Cell Phones, Laptops and China’s Rural Health Care
by Fred Fortin
My last two posts (here and here) focused on the role of new media and emerging information technology in the development of China’s civil society, and as a critical part of a future strategy to bring contemporary health care quality and practice to rural China. Now, almost as if by design, two stories appear that strengthen both of these possibilities.
The first story concerns the massive effort launched by China Mobile to bring cell phone technology to rural China. China Mobile (With 330 million subscribers as of June) is an taking wireless services to the rural areas such as Wuzhubi, a rural village of 250 families in Yunnan province. “Until last year only a handful of Wuzhubi’s residents owned a mobile phone. And little wonder: To pick up a signal, would-be callers had to hike to the top of a ridge several miles away. But all that changed in March, when China Mobile erected a transmission tower atop a nearby hill.” Now many residents have purchased phones, according to the press report.
“True, rural customers have far less to spend on mobile-phone services than their urban counterparts and aren’t much interested in music downloads, the latest ring tones, or games. But it turns out they use their phones for voice and text messaging more frequently than anyone imagined. To attract more rural customers, China Mobile has gradually lowered rates. . .”
The second report is from the Lenovo Group who said last Friday that it will sell a basic personal computer aimed at China’s vast but poor rural market priced as low as $199. Beijing-based Lenovo, which acquired IBM Corp.’s PC division in 2005, is the world’s third-largest PC manufacturer. The new Lenovo unit will include a processor and a keyboard and will use a buyer’s television set as a monitor. The company intends to set up a rural sales network of 5,000 dealers to reach farmers and other customers.
With the proliferation of these two technologies in rural China (home to two-thirds of China’s 1.3 billion people) over the next few years, many things become possible. Rural health care workers armed with laptops enabled by cellular technology can bring an entirely new dimension to the quality of care. Farming collectives overseeing rural health care delivery programs will have a mechanism to better communicate with each other, their clients and sources of specialty medical knowledge. This is only a glimpse of what could be in store.
One last note. Farmers have always been a critical part of China’s revolutionary political identity. By empowering them to enter into the China’s cyber civil society through the distribution of this technology, powerful forces may be unleashed. Let’s hope health care is near the top of the to-do list when these possibilities become a new reality for rural China.

#### Required work:
1 – Could you duplicate, word for word, the stretch of the post that begins with "The second report" and ends with "and other customers."?
2 – Which companies does the post name?

#### Entries shown:
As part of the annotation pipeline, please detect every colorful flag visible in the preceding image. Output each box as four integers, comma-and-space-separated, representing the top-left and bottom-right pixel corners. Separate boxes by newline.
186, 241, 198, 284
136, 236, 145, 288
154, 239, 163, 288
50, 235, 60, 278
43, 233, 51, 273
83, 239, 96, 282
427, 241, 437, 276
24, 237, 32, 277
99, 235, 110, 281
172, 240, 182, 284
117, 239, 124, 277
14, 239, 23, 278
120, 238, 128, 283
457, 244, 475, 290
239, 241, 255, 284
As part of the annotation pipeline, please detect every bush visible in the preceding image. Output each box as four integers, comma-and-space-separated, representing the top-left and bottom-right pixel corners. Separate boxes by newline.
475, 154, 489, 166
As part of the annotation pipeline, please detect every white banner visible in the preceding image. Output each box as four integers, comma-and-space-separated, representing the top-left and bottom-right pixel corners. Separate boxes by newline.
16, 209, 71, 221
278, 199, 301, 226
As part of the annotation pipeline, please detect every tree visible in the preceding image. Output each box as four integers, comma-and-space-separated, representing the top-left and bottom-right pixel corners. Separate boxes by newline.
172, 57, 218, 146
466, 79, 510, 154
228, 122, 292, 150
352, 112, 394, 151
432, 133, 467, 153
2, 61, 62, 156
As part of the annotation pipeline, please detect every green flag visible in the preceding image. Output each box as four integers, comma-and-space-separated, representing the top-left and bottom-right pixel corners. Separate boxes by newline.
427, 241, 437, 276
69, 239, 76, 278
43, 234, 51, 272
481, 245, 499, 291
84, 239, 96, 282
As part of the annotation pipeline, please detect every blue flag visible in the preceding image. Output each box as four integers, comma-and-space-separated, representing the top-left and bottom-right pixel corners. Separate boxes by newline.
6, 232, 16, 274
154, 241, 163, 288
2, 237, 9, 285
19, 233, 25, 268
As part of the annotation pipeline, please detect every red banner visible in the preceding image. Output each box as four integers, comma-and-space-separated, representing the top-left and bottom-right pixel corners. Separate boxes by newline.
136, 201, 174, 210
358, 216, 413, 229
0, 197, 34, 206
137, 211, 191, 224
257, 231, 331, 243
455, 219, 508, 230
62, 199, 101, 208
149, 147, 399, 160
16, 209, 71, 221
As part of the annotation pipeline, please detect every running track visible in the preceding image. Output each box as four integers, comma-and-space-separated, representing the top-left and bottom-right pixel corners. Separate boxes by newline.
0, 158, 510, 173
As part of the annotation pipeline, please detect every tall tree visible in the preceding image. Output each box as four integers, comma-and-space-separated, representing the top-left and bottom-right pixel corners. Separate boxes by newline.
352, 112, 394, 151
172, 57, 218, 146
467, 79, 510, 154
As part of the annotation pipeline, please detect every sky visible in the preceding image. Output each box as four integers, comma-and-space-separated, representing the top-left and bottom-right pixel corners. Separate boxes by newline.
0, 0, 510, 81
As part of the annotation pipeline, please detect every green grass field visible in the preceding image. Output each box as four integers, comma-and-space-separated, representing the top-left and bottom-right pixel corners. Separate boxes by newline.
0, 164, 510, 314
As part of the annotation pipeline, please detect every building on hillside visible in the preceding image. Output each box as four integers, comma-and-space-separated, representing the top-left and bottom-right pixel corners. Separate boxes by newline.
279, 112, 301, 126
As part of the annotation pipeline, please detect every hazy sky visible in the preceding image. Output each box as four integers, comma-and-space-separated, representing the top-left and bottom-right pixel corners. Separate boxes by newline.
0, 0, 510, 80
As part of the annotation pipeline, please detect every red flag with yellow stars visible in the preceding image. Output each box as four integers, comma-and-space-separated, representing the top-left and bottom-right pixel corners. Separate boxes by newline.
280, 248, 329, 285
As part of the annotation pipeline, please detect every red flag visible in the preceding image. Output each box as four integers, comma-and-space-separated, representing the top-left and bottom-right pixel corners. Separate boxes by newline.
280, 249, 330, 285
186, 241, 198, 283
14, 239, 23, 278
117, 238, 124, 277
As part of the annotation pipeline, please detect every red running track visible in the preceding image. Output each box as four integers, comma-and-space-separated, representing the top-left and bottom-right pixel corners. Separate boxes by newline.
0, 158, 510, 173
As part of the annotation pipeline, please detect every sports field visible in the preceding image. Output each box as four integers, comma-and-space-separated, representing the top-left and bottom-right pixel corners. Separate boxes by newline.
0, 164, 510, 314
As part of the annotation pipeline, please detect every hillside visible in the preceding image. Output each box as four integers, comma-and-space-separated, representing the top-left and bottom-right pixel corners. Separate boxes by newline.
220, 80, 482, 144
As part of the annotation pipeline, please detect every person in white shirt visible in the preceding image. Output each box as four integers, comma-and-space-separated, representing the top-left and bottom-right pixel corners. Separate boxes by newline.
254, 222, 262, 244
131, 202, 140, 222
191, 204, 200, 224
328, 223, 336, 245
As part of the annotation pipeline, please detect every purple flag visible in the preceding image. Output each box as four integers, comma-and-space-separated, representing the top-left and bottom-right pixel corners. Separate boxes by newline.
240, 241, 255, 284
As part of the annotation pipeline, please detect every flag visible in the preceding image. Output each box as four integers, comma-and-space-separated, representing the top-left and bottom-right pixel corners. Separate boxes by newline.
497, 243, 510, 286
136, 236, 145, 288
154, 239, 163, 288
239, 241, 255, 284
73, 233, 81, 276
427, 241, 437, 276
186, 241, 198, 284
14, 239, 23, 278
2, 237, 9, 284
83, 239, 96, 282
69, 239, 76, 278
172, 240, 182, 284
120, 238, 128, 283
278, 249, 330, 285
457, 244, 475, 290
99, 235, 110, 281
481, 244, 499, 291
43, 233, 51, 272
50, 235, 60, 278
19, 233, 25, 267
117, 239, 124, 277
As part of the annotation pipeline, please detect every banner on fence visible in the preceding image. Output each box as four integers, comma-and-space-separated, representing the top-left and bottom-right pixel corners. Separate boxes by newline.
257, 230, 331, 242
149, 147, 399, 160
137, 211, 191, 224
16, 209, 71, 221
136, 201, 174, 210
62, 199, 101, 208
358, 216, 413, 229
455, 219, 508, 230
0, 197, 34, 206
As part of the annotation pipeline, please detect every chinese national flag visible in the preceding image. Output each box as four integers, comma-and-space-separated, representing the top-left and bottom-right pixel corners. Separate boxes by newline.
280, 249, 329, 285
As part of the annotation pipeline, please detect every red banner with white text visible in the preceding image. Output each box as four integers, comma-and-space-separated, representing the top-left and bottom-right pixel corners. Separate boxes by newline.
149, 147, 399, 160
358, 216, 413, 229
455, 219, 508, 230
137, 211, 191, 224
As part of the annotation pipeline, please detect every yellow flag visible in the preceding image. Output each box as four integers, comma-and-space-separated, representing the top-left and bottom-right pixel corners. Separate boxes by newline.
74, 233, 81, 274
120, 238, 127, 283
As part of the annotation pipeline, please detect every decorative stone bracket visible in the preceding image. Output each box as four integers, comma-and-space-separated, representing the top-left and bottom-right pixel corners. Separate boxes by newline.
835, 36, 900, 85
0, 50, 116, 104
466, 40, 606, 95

#### Results for the exercise:
1 –
The second report is from the Lenovo Group who said last Friday that it will sell a basic personal computer aimed at China’s vast but poor rural market priced as low as $199. Beijing-based Lenovo, which acquired IBM Corp.’s PC division in 2005, is the world’s third-largest PC manufacturer. The new Lenovo unit will include a processor and a keyboard and will use a buyer’s television set as a monitor. The company intends to set up a rural sales network of 5,000 dealers to reach farmers and other customers.

2 –
- China Mobile
- Lenovo Group
- IBM Corp.